» **Problem requirements**
Go to the line that includes "Question. The photograph above contains instances of the distant" and retype it, then every line after it to the end of the data, adding nothing.

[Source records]
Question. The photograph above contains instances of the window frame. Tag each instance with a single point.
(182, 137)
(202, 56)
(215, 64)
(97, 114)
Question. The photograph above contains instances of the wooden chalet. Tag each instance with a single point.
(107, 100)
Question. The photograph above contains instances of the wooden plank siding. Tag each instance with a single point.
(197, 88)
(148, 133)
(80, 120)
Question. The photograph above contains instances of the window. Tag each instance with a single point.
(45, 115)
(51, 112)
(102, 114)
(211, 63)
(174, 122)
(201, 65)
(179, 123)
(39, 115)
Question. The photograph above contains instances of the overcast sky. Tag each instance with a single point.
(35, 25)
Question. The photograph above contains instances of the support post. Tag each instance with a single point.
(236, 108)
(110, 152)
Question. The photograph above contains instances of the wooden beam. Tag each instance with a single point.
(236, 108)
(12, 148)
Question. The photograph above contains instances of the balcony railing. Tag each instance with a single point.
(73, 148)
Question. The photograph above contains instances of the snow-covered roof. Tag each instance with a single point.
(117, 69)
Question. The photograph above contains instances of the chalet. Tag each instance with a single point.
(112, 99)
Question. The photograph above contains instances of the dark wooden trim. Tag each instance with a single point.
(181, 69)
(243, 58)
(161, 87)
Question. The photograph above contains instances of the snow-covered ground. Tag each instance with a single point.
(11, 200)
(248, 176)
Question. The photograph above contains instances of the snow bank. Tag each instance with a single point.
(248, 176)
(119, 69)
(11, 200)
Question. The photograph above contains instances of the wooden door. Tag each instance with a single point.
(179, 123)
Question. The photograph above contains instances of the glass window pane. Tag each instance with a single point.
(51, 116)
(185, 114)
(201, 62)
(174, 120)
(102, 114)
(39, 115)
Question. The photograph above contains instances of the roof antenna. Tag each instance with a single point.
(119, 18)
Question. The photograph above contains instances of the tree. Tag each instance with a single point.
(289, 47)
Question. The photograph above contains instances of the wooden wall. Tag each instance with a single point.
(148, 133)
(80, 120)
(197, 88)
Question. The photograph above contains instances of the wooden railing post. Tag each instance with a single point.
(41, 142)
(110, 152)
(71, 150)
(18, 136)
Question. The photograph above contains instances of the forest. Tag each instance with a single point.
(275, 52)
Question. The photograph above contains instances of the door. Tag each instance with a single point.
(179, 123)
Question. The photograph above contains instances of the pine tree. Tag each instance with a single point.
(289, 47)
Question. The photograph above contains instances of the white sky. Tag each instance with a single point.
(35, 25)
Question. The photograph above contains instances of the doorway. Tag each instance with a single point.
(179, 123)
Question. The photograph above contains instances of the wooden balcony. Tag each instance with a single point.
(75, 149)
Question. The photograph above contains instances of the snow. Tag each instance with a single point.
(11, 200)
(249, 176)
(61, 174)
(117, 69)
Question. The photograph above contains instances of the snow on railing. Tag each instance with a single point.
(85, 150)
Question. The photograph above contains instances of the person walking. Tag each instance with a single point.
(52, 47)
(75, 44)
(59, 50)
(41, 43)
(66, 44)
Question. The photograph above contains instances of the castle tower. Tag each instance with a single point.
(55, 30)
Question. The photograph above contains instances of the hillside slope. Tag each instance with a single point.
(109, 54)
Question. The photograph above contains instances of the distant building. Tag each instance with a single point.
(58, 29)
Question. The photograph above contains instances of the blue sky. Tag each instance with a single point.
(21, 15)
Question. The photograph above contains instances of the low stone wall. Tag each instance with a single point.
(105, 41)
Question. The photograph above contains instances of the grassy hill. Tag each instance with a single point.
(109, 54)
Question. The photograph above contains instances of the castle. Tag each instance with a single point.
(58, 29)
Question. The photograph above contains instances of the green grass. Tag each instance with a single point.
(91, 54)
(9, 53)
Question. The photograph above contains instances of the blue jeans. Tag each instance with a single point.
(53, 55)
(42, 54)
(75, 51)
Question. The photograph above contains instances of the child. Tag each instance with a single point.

» **Answer**
Question. The photograph above contains instances of the distant building. Tag each instance with a single point.
(58, 29)
Question. The photograph above contains instances of the blue sky. Tag each instance with a single point.
(21, 15)
Question. The photograph above contains instances of the low stone wall. Tag each instance with a single point.
(105, 41)
Question. The photograph above contains instances of the grassy hill. Tag each instance with a single point.
(109, 54)
Question. The photograph above contains instances of the castle. Tag each instance with a single point.
(58, 29)
Question. The photograph above contains instances of the green grass. Tag each instance with a single point.
(91, 54)
(9, 53)
Question. The photograph above contains instances of the blue jeans. Tag each instance with a single point.
(53, 55)
(42, 54)
(75, 51)
Question. The photograph above contains instances of the child. Tag each instance with a single point.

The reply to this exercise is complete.